> TAREFA PEDIDA A
Enumere, pela ordem em que aparecem no excerto, os lugares ou clubes onde o autor diz ter jogado.
> TAREFA PEDIDA B
Indique se cada afirmação está de acordo com o excerto, respondendo sim ou não e citando as palavras que o decidem: (i) o autor foi capitão de uma selecção de Setúbal em juniores, em 1962; (ii) a carreira do autor terminou aos 30 anos; (iii) o primeiro escrito do autor no Diário de Lisboa foi sobre o Matateu.
> TAREFA PEDIDA C
Segundo o excerto, em que ano e em que jornal o autor começou a escrever crónicas?
====== EXCERTO
António Cagica Rapaz

Um jogador de futebol que escreve, é pouco comum. Frequente é a proliferação de biografias das grandes vedetas, com mil fotografias, textos laudatórios, panegíricos exaltadores das qualidades dos ídolos, evocação exaustiva dos feitos gloriosos, golos marcados, troféus conquistados, tudo centrado na figura do futebolista famoso.

Nada disto espera quem tiver a bondade de ler este livro. Nunca fui vedeta, não passei de razoável praticante, apenas fui capitão de uma modesta selecção de Setúbal, em juniores, em 1962, minha única e obscura distinção. De resto, fui um estudante que jogava ou um futebolista que estudava, não sei bem. Limitei-me a passar pelo futebol, a atravessar os campos, correndo atrás da bola e, sobretudo, de um cursozinho de Letras.

Fui amador em Sesimbra, não-amador na Académica, profissional na CUF e acabei (prematuramente, aos 27 anos) a minha carreira em Belém.

Curiosa e ironicamente, a minha relação com o futebol teve início e fim no Restelo. O meu pai era sócio e, lá em casa, éramos todos do Belenenses. Chorei quando o Martins tirou o título ao Belenenses, em 1955, ao cair do pano, nas Salésias. E assisti à inauguração do estádio do Restelo, em dia chuvoso. O meu ídolo era o Matateu…

Comecei a escrever crónicas, em 1971, no Diário de Lisboa, a convite de Jorge Soares que me entrevistou sobre o momento atribulado do Belenenses, e o meu primeiro escrito foi sobre o meu conterrâneo Fragata, um espantoso jogador que nunca saiu de Sesimbra. Depois, centenas de crónicas se seguiram, em vários jornais e na rádio…

O título desta colectânea designa, por um lado, a função que mais me agradou desempenhar como jogador e evoca, por outro, a primeira rubrica que criei, no Diário de Lisboa, como mais à frente se verá.

O sub-título é uma homenagem ao incomparável Camilo José Cela que descobri ao ler os seus delirantes e fascinantes Onze contos de futebol. Perfidamente diria que consegui fazer mais do que o Nobel Camilo. Melhor é impossível…

Devo confessar que utilizei a designação de contos sobretudo para introduzir a alusão a mestre Cela, já que, na realidade, a maioria dos textos aqui apresentados não são contos mas crónicas que ilustram o que julgo ser um outro olhar, uma abordagem diferente ao universo futebolístico.
============
====== ITENS
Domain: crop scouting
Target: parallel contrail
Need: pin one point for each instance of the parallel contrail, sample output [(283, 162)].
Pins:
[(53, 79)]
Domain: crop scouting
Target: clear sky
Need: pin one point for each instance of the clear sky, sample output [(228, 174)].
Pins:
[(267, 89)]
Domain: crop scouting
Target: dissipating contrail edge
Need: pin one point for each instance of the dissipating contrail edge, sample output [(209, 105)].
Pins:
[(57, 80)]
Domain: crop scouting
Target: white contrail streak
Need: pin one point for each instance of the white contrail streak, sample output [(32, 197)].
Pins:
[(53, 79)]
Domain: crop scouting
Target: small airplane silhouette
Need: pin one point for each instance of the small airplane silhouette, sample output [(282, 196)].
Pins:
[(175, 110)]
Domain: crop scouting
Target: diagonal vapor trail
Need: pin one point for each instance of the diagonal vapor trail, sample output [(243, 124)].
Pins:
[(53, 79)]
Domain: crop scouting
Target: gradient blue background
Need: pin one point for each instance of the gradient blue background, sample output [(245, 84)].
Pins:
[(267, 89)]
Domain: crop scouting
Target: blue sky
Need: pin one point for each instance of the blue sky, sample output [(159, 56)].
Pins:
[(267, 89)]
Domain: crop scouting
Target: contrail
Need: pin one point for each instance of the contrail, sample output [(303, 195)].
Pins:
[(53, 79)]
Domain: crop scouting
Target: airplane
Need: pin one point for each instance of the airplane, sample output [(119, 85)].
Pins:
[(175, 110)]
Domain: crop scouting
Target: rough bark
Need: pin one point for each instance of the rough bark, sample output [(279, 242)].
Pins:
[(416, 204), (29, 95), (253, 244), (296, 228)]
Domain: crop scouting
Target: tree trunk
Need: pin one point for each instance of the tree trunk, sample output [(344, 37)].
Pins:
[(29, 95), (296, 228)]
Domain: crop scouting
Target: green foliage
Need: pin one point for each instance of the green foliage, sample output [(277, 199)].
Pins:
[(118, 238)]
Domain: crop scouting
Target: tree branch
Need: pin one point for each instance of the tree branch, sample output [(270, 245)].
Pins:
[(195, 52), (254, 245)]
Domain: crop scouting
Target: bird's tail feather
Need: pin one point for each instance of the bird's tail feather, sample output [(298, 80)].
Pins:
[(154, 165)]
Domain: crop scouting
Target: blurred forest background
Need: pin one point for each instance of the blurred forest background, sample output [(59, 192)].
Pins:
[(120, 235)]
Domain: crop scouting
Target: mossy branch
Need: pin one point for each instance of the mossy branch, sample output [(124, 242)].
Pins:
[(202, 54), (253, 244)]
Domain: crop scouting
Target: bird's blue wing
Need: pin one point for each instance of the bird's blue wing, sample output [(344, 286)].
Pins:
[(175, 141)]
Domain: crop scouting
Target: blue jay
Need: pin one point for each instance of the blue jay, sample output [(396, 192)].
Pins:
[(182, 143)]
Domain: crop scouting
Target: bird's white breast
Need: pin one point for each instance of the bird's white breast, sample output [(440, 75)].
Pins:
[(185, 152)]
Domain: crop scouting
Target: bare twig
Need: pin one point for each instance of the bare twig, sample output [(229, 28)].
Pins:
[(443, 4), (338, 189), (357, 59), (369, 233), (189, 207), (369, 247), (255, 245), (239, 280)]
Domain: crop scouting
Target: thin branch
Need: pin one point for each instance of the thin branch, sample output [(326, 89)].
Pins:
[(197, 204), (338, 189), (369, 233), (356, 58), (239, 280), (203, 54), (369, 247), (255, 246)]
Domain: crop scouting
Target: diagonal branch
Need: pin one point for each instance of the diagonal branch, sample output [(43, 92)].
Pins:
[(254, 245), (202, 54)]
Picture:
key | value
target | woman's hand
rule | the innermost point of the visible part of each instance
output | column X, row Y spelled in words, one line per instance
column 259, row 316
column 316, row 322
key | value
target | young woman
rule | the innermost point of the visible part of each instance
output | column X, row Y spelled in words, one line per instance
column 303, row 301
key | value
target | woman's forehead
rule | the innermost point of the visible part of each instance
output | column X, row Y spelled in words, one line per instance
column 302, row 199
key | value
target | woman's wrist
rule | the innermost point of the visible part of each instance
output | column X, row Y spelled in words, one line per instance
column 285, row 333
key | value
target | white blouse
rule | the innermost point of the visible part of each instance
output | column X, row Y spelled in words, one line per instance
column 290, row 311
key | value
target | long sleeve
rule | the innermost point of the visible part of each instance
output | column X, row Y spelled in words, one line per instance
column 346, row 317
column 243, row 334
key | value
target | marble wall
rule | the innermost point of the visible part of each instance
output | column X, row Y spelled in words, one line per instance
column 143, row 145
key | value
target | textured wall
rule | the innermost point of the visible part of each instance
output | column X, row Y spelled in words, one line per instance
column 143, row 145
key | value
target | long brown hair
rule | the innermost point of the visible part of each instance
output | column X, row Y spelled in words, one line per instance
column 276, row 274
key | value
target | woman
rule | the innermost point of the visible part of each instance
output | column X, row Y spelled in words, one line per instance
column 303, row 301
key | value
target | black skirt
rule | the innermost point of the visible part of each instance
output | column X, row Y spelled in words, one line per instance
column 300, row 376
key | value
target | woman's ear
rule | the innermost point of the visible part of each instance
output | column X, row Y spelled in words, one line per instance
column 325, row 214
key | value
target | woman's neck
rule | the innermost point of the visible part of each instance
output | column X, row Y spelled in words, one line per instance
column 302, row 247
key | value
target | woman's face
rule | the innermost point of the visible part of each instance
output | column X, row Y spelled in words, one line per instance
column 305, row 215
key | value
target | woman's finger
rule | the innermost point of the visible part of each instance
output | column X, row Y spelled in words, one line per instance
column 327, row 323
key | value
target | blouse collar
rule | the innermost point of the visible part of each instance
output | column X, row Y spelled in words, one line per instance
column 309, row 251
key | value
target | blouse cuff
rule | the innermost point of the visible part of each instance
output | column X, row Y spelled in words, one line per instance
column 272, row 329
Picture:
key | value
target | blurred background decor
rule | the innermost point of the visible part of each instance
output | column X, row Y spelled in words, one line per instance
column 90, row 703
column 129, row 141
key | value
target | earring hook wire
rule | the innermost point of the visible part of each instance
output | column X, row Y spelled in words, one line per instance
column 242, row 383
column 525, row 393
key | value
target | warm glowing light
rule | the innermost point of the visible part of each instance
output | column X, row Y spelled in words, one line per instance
============
> RESPOSTA A
Sesimbra, Académica, CUF, Belém

> RESPOSTA B
(i) Sim: "apenas fui capitão de uma modesta selecção de Setúbal, em juniores, em 1962"
(ii) Não: "acabei (prematuramente, aos 27 anos) a minha carreira em Belém"
(iii) Não: "o meu primeiro escrito foi sobre o meu conterrâneo Fragata"

> RESPOSTA C
Em 1971, no Diário de Lisboa.